* EXTRACT PROVIDED:
☆ ☆ ☆ ☆

The terrible civil war in Syria appears to be reaching its crescendo as someone, probably the Assad Regime or its allies, or possibly the Syrian rebels are using Chemical weapons to kill non-combatants and rebel combatants. The evidence that the weapons have been used is apparently convincing enough for the UN to send in inspectors and for the US Secretary of State John Kerry to state that it is certain that they have been used.

Now NATO allies as well as representatives of Jordan and the Gulf States are meeting to decide what to do in response. Since most experts believe that the Assad regime is culpable for these attacks the belief is that the United Sates, NATO and the Arab Allies could be preparing for some kind of attack Syria. The Russians, long time supporters of Syria are pushing back against this and the Syrians are promising that any attack will result in a war that envelopes the region.

Chaos-in-Syria

What is happening in Syria is a tragedy and must be stopped. War crimes have certainly been committed by all sides in Syria and the direct involvement of Hezbollah and Iran on the side of the Assad regime and Al Qaeda affiliates on the side of the rebels complicate any response. However, that being said the question must be asked “just whose responsibility is to stop it?”

Some say the United States and NATO, others the Arab League while others the various factions of Syrians themselves.

My heart cries out for intervention in Syria if for nothing else but on humanitarian grounds. But the fact is intervention in Syria has to be much more thought out and organized than intervention that we have conducted since the fall of the Berlin Wall. It will not be a cake walk and quite likely will lead to consequences far worse than the average citizen or boneheaded Congressman has never given a cogent thought.

Syria is an incredibly complicated country. It is multi-ethnic and multi-religion. Arabs, Kurds, Druze and others live in patchwork communities and regions even as various sects of Sunni, Shia, Sufi and Salafist Moslems vie for power while the divided Christian minority , Catholics, Orthodox, Anglicans and others hope to live and remain in their own country.

As far as others in the Region besides Iran and Hezbollah, various Sunni and Shia Iraqi insurgents have crossed over into Syria, while Israel teeters on the bring of being drawn in to the conflagration.

No matter what happens there will be no winners in what is happening in Syria. There is a high probability that the Syrian civil war will overflow the borders of that unfortunate country and drag the region and possibly major world powers into the war. If that happens there are no winners, only losers. The biggest question is who will be the biggest loser?

That being said even tonight there are reports of military movements in the region even as NATO and Arab coalition partners gather to discuss a response. I am resigned to the fact that the Syrian Civil war will overflow Syria’s borders and draw in the powers of many countries. Just who I am not exactly sure at this time. In the US there is a marked tepid feeling among voters about getting involved. That may be a good thing. It may temper our response and make us deliberate the consequences of military action or inaction.

Bertrand Russell once said that “War does not determine who is right – only who is left.” I wonder if anyone in any of the nations currently involved or possibly that might be engaged in the war actually things about what Russell said.

The fact is that what is going on in Syria is the proverbial “Tar Baby.” There is no clean easy solution to the situation. Lobbing in a few hundred cruise missiles and launching airstrikes in support of the rebels is unlikely to have a profound strategic affect. Instead, unless NATO and its allies are willing to risk an actual ground war after the missile and air strikes then the fact of the matter is that those strikes will have little long term effect. If a ground invasion happens it will be bloody and not the cake walk that so many in Western Governments, media and populations that rely on a very small number of military professionals to fight their wars think it will be.

☆ ☆ ☆ ☆

* EXERCISE SET:
1) In the commentary on the Syrian civil war, whom does the writer quote as saying that war determines only who is left?
2) Extend the commentary on the Syrian civil war with the paragraphs that would follow its final sentence.

Coordinate annotation entries
☆ ☆ ☆ ☆

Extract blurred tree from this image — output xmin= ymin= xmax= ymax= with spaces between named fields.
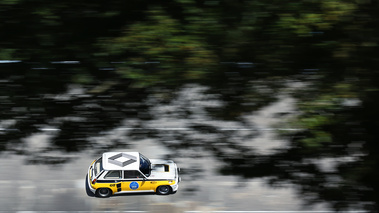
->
xmin=0 ymin=0 xmax=379 ymax=209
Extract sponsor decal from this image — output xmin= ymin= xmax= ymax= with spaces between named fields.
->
xmin=129 ymin=181 xmax=139 ymax=190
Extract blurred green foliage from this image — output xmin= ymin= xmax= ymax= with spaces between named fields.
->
xmin=0 ymin=0 xmax=379 ymax=210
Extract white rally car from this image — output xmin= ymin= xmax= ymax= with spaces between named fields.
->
xmin=87 ymin=152 xmax=180 ymax=197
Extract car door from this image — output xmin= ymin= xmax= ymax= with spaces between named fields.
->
xmin=121 ymin=170 xmax=152 ymax=192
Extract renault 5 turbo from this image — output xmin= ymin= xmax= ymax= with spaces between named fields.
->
xmin=87 ymin=152 xmax=180 ymax=197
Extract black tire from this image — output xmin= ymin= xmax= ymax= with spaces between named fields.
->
xmin=96 ymin=188 xmax=112 ymax=198
xmin=157 ymin=185 xmax=172 ymax=195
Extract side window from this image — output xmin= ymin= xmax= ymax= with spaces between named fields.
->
xmin=104 ymin=170 xmax=121 ymax=179
xmin=124 ymin=170 xmax=143 ymax=179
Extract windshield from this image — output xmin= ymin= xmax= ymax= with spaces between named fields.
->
xmin=139 ymin=154 xmax=151 ymax=177
xmin=93 ymin=158 xmax=103 ymax=177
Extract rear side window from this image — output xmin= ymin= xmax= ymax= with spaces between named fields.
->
xmin=124 ymin=170 xmax=143 ymax=179
xmin=104 ymin=170 xmax=121 ymax=179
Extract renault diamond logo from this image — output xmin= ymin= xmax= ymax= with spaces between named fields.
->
xmin=108 ymin=153 xmax=137 ymax=167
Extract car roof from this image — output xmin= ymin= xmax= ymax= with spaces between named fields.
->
xmin=103 ymin=152 xmax=140 ymax=170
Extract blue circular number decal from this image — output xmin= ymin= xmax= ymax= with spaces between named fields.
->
xmin=129 ymin=181 xmax=139 ymax=190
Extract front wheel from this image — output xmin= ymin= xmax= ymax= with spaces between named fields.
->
xmin=96 ymin=188 xmax=112 ymax=198
xmin=157 ymin=186 xmax=171 ymax=195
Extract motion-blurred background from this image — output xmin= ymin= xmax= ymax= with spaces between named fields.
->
xmin=0 ymin=0 xmax=379 ymax=212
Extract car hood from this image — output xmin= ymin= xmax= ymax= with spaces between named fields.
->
xmin=148 ymin=159 xmax=177 ymax=180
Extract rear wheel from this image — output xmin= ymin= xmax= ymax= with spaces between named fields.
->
xmin=96 ymin=188 xmax=112 ymax=197
xmin=157 ymin=186 xmax=171 ymax=195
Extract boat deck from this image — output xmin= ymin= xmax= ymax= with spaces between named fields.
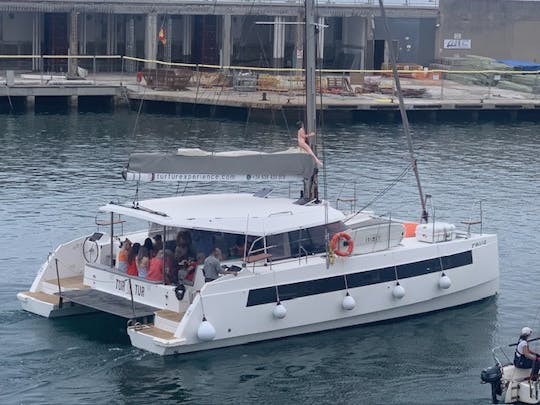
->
xmin=62 ymin=289 xmax=159 ymax=319
xmin=45 ymin=274 xmax=90 ymax=289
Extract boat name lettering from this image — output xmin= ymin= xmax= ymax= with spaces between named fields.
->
xmin=135 ymin=284 xmax=144 ymax=297
xmin=472 ymin=239 xmax=487 ymax=248
xmin=154 ymin=173 xmax=236 ymax=181
xmin=116 ymin=279 xmax=126 ymax=291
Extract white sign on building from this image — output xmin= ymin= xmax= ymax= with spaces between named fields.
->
xmin=444 ymin=39 xmax=471 ymax=49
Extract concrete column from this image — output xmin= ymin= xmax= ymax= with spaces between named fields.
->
xmin=273 ymin=17 xmax=285 ymax=68
xmin=68 ymin=11 xmax=79 ymax=77
xmin=293 ymin=17 xmax=304 ymax=69
xmin=32 ymin=13 xmax=43 ymax=71
xmin=317 ymin=17 xmax=325 ymax=67
xmin=362 ymin=15 xmax=375 ymax=70
xmin=220 ymin=14 xmax=232 ymax=67
xmin=182 ymin=15 xmax=193 ymax=63
xmin=107 ymin=14 xmax=117 ymax=55
xmin=125 ymin=15 xmax=137 ymax=73
xmin=163 ymin=15 xmax=172 ymax=62
xmin=78 ymin=13 xmax=88 ymax=55
xmin=144 ymin=13 xmax=158 ymax=69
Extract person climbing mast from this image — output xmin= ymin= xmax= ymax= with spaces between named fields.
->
xmin=296 ymin=121 xmax=323 ymax=167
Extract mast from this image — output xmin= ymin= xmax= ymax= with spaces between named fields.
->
xmin=379 ymin=0 xmax=428 ymax=222
xmin=304 ymin=0 xmax=317 ymax=137
xmin=304 ymin=0 xmax=319 ymax=202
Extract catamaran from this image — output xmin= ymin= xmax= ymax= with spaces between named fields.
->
xmin=17 ymin=0 xmax=499 ymax=355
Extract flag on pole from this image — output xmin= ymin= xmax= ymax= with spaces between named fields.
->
xmin=158 ymin=27 xmax=167 ymax=45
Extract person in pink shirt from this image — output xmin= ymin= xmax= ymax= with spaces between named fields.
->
xmin=146 ymin=250 xmax=163 ymax=281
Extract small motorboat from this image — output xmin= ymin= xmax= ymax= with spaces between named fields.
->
xmin=480 ymin=338 xmax=540 ymax=404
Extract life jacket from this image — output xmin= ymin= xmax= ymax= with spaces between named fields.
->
xmin=514 ymin=339 xmax=532 ymax=368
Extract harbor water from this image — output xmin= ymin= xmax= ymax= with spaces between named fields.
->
xmin=0 ymin=112 xmax=540 ymax=404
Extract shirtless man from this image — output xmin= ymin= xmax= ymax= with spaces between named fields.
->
xmin=296 ymin=121 xmax=322 ymax=166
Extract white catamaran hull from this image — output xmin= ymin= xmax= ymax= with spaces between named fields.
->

☆ ☆ ☆ ☆

* ANSWERS PROVIDED:
1) Bertrand Russell

2)
If by some chance the United States and its allies get drawn into the Syrian Civil War than all of them had better think of what the consequences of that involvement will be, for the region, the world and our own countries. The fact is that a major war in Syria will drag the rest of the region into it. This is not 2003 Iraq or 2011 Libya. The fact is that Syria is heavily splintered into various regional, ethnic and religious groups, most who have lived among each other for millennia and most of whom hate each other.

I cannot speak for other governments around the region and the world, allied to the United States or not. However I do know that our Constitution has in it the formula of who should committed the country to war and that, despite our recent history is not the President by his executive authority Commander in Chief but by Congress after due deliberation and a vote to declare war.

My thoughts are that if we in the United States are serious about this, that we believe that Syria and Assad need to be taken down then fine. Let us call Congress back to Washington now and have them debate the issue. If they vote for war then they need to do two things, the first is that Congress needs to be called away from its vacation and get to work debating the issue. If the President backed by a declaration of war from Congress and a repeal of the sequester that is gutting the country and the military.

If they cannot do this then let’s stop the bullshit and tell the work that the situation in Syria is terrible but the consequences of going to war without either an end in mind or analysis of the costs involved is criminal. Bismarck said it well in regard to the Balkans and his comments should be taken to heart by the United States and its allies.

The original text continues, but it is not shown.